*Lo que hará*
1. Copie literalmente el fragmento del texto sobre la Misa, comenzando en "Con demasiada frecuencia, los" y terminando en "sirve un banquete.".
2. Según el texto sobre la Misa, ¿qué proporciona el catolicismo convencional, a diferencia del catolicismo tradicional, que sirve un banquete?

Con demasiada frecuencia, los católicos no practicantes aducen que «la Misa no les llena». ¿Qué quieren decir con tal afirmación? ¿Qué podemos aprender de la metáfora del hambre y de la desnutrición?
Será raro que quienes permanecen en el ámbito del catolicismo tradicional le oigan decir a alguien que dejó de ir a la Iglesia porque no le llenaba. La causa de este contraste salta a la vista. El catolicismo convencional proporciona un régimen de adelgazamiento, mientras que el catolicismo tradicional sirve un banquete.
El problema fundamental parte del concepto protestante que entiende la Misa como una comida. Desde luego es un banquete nupcial, pero lo que se hace presente entre nosotros son las nupcias sangrientas de la Cruz, si bien de un modo incruento. Ante todo, no nos congregamos para comer, sino para ofrecer un solemne sacrificio a Dios, una ofrenda de adoración, acción de gracias, propiciación e impetración a la Santísima Trinidad por medio de Jesucristo, Sumo Sacerdote y Cabeza de su Cuerpo Místico. Es el acto de culto al que ingresa el cristiano por el bautismo y para que se le encomienda en la Tierra, a fin de que goce eternamente de sus frutos en el Cielo. Al participar en dicho acto, el cristiano se capacita para unirse íntimamente con el Salvador en el sacramento de su Pasión, que contiene, como dice Santo Tomás de Aquino, a Christus passus, el Cristo que padeció por nuestros pecados.
Una comida no es en sí un acto de culto ni de ningún otro aspecto de la virtud de la religión, aunque puede formar parte de una serie de actos que en su conjunto se hagan acreedores a llamarse culto divino. En resumidas cuentas, lo que necesita y desea la naturaleza humana, y lo que Dios exige y merece, es la inmolación de nuestro corazón en el altar de la Cruz en unión con el Dios hecho hombre. Tal es la unión de fe y de caridad que precede y de hecho permite la unión física en el banquete eucarístico [1].

*Extracto de datos*
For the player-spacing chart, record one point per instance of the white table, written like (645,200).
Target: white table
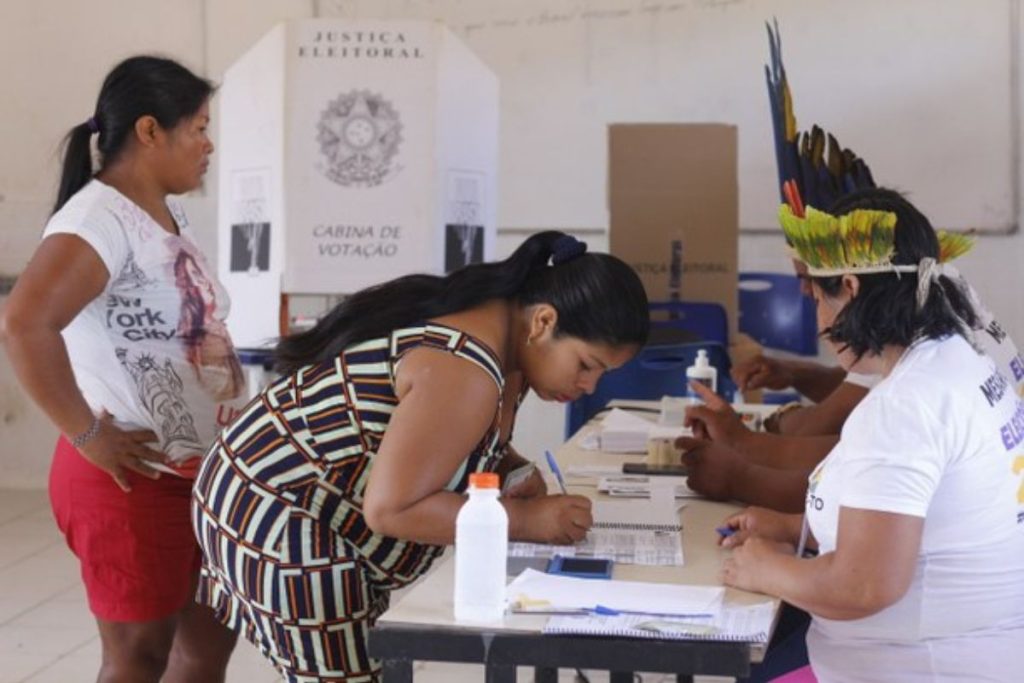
(421,625)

*Conjunto de soluciones*
1.
Con demasiada frecuencia, los católicos no practicantes aducen que «la Misa no les llena». ¿Qué quieren decir con tal afirmación? ¿Qué podemos aprender de la metáfora del hambre y de la desnutrición?
Será raro que quienes permanecen en el ámbito del catolicismo tradicional le oigan decir a alguien que dejó de ir a la Iglesia porque no le llenaba. La causa de este contraste salta a la vista. El catolicismo convencional proporciona un régimen de adelgazamiento, mientras que el catolicismo tradicional sirve un banquete.

2. Un régimen de adelgazamiento.